_Consignes de l'exercice_
Recopiez intégralement, sans rien changer, la critique de la pièce Molly Sweeney qui figure ci-dessous.

_Passage du texte_
===

Article de Richard Magaldi-Trichet
Comme un rêve clair-obscur…
Molly Sweeney, femme de quarante et un an, a perdu la vue depuis l’âge de dix mois. Récemment mariée à Frank, enthousiaste et énergique, elle se laisse convaincre de rencontrer le Docteur Rice, ophtalmologue à la carrière brillante mais inégale, qui se propose de l’opérer pour lui rendre la vue. Mais l’accès au monde de la lumière se transforme en expérience déroutante…
© Franck Beloncle
Inspirée des travaux d’Oliver Sacks, célèbre neurologue à qui l’on doit notamment « L’homme qui prenait sa femme pour un chapeau », le texte du dramaturge irlandais Brian Friel a été adapté par Julie Brochen. La trame narrative est ici polyphonique, mêlant sur scène plusieurs voix, discours direct et discours rapporté, avec un résultat dramatique étonnant et envoûtant. Julie Brochen a notamment inclus des chants lyriques, magnifiquement interprétés par les excellents acteurs/chanteurs Olivier Dumait et Ronan Nédelec, accompagnés au piano par Nikola Takov, qui s’inscrit également dans la pièce en prenant part à la narration. L’air d’ouverture, « Sleep » de Britten, nous transporte d’emblée dans le monde onirique de Molly fait d’ombres et de lumières, où les fleurs se reconnaissent à la texture de leurs pétales. Habituée à la représentation de son monde tout en images et sensations intérieures, l’éblouissement de Molly par la lumière retrouvée et soudaine est une claque violente. Le réveil dans le monde réel vaut-il mieux que celui des faux-semblants de son enfance ?

===

_Extraits des données_
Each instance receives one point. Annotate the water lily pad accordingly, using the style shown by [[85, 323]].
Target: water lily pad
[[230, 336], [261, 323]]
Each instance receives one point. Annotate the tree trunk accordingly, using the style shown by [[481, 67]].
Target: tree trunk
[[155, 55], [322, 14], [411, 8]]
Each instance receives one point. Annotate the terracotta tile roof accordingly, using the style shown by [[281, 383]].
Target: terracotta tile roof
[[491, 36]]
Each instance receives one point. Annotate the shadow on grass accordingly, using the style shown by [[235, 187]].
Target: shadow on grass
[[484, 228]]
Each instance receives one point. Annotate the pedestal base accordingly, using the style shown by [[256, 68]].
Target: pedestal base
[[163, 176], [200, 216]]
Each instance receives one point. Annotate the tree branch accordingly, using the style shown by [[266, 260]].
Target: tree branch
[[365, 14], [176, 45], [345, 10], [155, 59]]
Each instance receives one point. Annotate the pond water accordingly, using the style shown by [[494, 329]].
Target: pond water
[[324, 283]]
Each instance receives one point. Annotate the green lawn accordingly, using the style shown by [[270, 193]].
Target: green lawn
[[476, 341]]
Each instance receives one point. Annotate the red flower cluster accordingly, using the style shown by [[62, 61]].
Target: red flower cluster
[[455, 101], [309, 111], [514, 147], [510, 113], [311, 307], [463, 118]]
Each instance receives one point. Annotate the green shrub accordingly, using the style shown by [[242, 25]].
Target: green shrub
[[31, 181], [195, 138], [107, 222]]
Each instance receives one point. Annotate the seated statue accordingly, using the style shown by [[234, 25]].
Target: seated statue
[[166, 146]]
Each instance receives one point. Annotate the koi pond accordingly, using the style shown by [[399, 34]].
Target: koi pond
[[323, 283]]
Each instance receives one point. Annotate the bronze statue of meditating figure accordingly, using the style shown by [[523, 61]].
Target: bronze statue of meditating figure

===

_Corrigé_
Article de Richard Magaldi-Trichet
Comme un rêve clair-obscur…
Molly Sweeney, femme de quarante et un an, a perdu la vue depuis l’âge de dix mois. Récemment mariée à Frank, enthousiaste et énergique, elle se laisse convaincre de rencontrer le Docteur Rice, ophtalmologue à la carrière brillante mais inégale, qui se propose de l’opérer pour lui rendre la vue. Mais l’accès au monde de la lumière se transforme en expérience déroutante…
© Franck Beloncle
Inspirée des travaux d’Oliver Sacks, célèbre neurologue à qui l’on doit notamment « L’homme qui prenait sa femme pour un chapeau », le texte du dramaturge irlandais Brian Friel a été adapté par Julie Brochen. La trame narrative est ici polyphonique, mêlant sur scène plusieurs voix, discours direct et discours rapporté, avec un résultat dramatique étonnant et envoûtant. Julie Brochen a notamment inclus des chants lyriques, magnifiquement interprétés par les excellents acteurs/chanteurs Olivier Dumait et Ronan Nédelec, accompagnés au piano par Nikola Takov, qui s’inscrit également dans la pièce en prenant part à la narration. L’air d’ouverture, « Sleep » de Britten, nous transporte d’emblée dans le monde onirique de Molly fait d’ombres et de lumières, où les fleurs se reconnaissent à la texture de leurs pétales. Habituée à la représentation de son monde tout en images et sensations intérieures, l’éblouissement de Molly par la lumière retrouvée et soudaine est une claque violente. Le réveil dans le monde réel vaut-il mieux que celui des faux-semblants de son enfance ?